## Your goal
In the entries below, return only the line containing "Practice step: indicate the white dress" and those after it, exactly, through the last line.
>>>
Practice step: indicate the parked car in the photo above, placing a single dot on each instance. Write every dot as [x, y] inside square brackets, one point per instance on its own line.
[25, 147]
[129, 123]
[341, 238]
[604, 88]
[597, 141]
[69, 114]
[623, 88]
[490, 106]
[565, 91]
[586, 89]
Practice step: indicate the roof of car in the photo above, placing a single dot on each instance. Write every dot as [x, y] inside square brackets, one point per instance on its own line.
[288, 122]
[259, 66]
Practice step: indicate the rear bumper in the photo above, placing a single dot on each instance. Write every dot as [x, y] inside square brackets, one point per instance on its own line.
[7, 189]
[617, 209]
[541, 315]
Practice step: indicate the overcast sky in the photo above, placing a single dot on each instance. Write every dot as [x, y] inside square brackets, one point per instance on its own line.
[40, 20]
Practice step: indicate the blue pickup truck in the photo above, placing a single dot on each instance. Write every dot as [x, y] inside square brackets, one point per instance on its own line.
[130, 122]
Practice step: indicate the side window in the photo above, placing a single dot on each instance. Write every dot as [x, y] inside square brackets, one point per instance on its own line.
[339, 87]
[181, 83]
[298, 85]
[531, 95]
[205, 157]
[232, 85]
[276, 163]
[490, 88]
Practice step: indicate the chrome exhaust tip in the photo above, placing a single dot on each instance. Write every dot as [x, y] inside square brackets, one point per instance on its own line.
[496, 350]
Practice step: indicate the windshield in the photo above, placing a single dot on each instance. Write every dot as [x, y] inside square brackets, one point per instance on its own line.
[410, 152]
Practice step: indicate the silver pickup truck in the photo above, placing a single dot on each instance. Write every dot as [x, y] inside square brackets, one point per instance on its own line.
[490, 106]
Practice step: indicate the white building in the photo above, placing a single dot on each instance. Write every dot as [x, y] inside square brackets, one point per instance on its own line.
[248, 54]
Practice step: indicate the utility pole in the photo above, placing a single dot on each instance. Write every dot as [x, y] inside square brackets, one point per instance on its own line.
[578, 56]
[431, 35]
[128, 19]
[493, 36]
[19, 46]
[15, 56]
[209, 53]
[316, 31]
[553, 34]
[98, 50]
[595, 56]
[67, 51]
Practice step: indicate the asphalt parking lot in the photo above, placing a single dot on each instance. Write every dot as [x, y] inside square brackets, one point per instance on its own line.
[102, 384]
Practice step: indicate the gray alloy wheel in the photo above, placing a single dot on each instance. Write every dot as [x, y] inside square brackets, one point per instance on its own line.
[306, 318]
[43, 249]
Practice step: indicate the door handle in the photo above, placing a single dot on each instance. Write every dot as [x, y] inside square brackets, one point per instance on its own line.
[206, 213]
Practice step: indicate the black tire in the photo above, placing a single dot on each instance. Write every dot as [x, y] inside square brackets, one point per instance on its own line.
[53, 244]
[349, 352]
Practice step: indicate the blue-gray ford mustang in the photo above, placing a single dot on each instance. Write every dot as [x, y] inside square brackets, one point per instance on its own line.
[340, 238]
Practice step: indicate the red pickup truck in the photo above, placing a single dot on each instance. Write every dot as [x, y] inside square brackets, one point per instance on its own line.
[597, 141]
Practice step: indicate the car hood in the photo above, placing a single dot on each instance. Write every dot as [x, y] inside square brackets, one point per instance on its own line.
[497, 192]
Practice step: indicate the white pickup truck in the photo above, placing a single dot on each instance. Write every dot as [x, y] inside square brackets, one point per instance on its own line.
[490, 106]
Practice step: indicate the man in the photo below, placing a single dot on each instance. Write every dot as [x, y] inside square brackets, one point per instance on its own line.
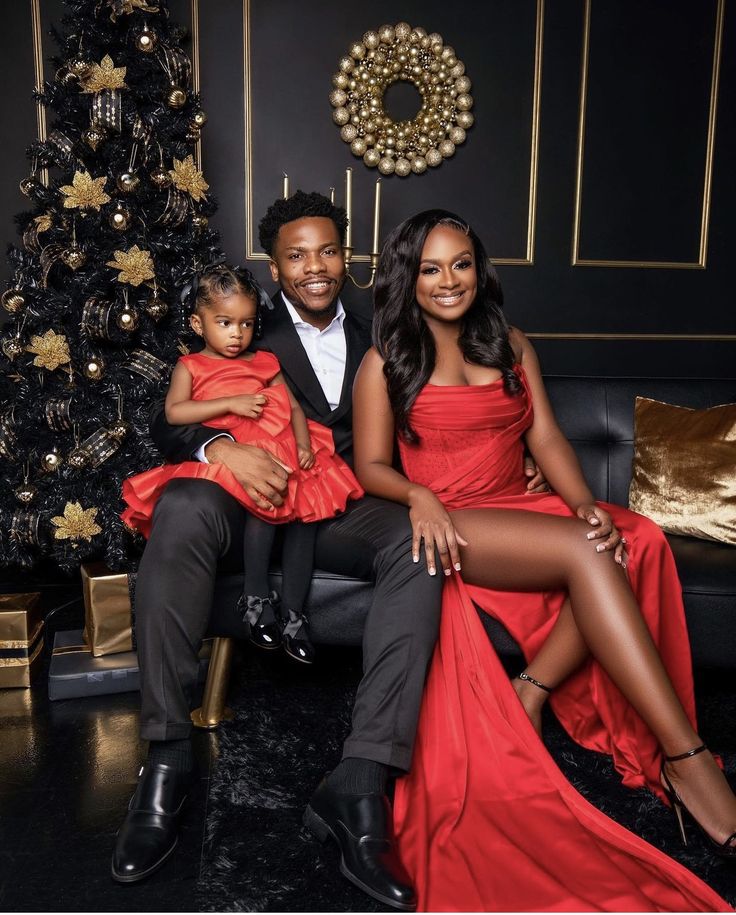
[198, 531]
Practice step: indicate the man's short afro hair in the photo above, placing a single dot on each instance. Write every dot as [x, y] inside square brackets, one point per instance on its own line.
[298, 206]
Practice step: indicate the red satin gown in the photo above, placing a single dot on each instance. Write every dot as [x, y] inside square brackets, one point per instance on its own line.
[485, 820]
[314, 494]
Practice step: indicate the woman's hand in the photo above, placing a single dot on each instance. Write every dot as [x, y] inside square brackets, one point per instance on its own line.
[605, 531]
[306, 456]
[247, 405]
[431, 523]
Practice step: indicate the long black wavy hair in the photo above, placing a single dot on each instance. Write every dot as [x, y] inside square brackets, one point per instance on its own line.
[400, 333]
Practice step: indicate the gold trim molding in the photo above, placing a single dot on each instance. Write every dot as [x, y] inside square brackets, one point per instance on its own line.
[526, 261]
[700, 264]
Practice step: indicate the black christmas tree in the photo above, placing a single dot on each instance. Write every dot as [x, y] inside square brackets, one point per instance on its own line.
[96, 303]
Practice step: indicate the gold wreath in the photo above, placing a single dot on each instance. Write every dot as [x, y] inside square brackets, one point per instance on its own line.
[381, 58]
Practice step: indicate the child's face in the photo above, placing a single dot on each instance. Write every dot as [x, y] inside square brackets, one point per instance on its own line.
[226, 325]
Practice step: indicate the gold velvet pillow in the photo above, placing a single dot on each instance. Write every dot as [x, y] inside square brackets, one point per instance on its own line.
[684, 473]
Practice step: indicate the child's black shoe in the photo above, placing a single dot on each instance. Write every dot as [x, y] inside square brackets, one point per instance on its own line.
[295, 632]
[260, 614]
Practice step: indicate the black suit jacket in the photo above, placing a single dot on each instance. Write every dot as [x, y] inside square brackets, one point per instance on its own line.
[179, 443]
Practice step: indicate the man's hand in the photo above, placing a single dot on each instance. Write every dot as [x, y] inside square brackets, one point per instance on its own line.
[536, 481]
[262, 477]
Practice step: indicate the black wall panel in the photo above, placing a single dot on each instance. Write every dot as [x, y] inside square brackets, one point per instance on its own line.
[598, 235]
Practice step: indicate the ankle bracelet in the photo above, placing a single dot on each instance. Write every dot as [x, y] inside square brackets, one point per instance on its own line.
[525, 676]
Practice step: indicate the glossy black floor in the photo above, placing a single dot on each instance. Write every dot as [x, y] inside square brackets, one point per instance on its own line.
[68, 768]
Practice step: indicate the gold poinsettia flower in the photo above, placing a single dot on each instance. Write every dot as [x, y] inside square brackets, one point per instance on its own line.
[135, 266]
[104, 75]
[84, 192]
[76, 523]
[52, 350]
[187, 177]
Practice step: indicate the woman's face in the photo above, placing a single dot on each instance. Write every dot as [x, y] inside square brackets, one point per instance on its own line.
[447, 280]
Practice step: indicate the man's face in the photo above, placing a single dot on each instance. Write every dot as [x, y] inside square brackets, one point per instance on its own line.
[307, 261]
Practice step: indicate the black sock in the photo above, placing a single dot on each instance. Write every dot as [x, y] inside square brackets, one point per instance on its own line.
[359, 776]
[175, 753]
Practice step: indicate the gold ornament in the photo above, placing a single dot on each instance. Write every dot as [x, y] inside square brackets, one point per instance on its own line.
[146, 41]
[127, 182]
[26, 492]
[76, 523]
[156, 308]
[125, 7]
[74, 257]
[13, 299]
[85, 192]
[78, 458]
[94, 368]
[94, 135]
[176, 97]
[30, 186]
[79, 66]
[128, 319]
[12, 347]
[51, 461]
[52, 350]
[187, 177]
[104, 75]
[135, 266]
[160, 177]
[120, 217]
[406, 54]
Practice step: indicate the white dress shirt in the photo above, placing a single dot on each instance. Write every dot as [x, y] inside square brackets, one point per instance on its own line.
[327, 353]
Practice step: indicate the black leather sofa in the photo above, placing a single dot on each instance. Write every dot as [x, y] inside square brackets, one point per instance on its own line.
[597, 416]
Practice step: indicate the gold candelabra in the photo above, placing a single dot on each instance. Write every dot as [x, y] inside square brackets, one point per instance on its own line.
[348, 242]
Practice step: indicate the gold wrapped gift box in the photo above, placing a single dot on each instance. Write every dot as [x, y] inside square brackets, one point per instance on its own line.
[107, 610]
[21, 638]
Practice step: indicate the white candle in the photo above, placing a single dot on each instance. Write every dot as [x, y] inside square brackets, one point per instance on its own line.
[376, 217]
[349, 207]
<<<
## Result
Practice step: indicate the white dress shirt in the photo above, placing a single dot on each instance. Write every dot as [x, y] inside square brackets, one point per instance on its own line.
[327, 353]
Practice step: indicate the black leather sofa in the photo above, placing a single dot on each instance. Write every dot as [x, y] inside square brackets, one point per instance on its own line.
[597, 416]
Practice step: indicate the gold candelabra in the photo above, placing a single dot on each instance. Write every dot as [x, y] inside square brackets, one point per instance on its own line.
[348, 242]
Practice step: indicate the gold wrapped gift box in the photo above, placing a single dot on each instance. Write every dot as [x, y] inside square brackets, one point per instance on its own line.
[107, 610]
[21, 638]
Practice step: indicate the white candle in the photo above, placing a single dot on each instance. Write every dot as [x, y] inside square brackets, one point per instance on its own line.
[376, 217]
[349, 207]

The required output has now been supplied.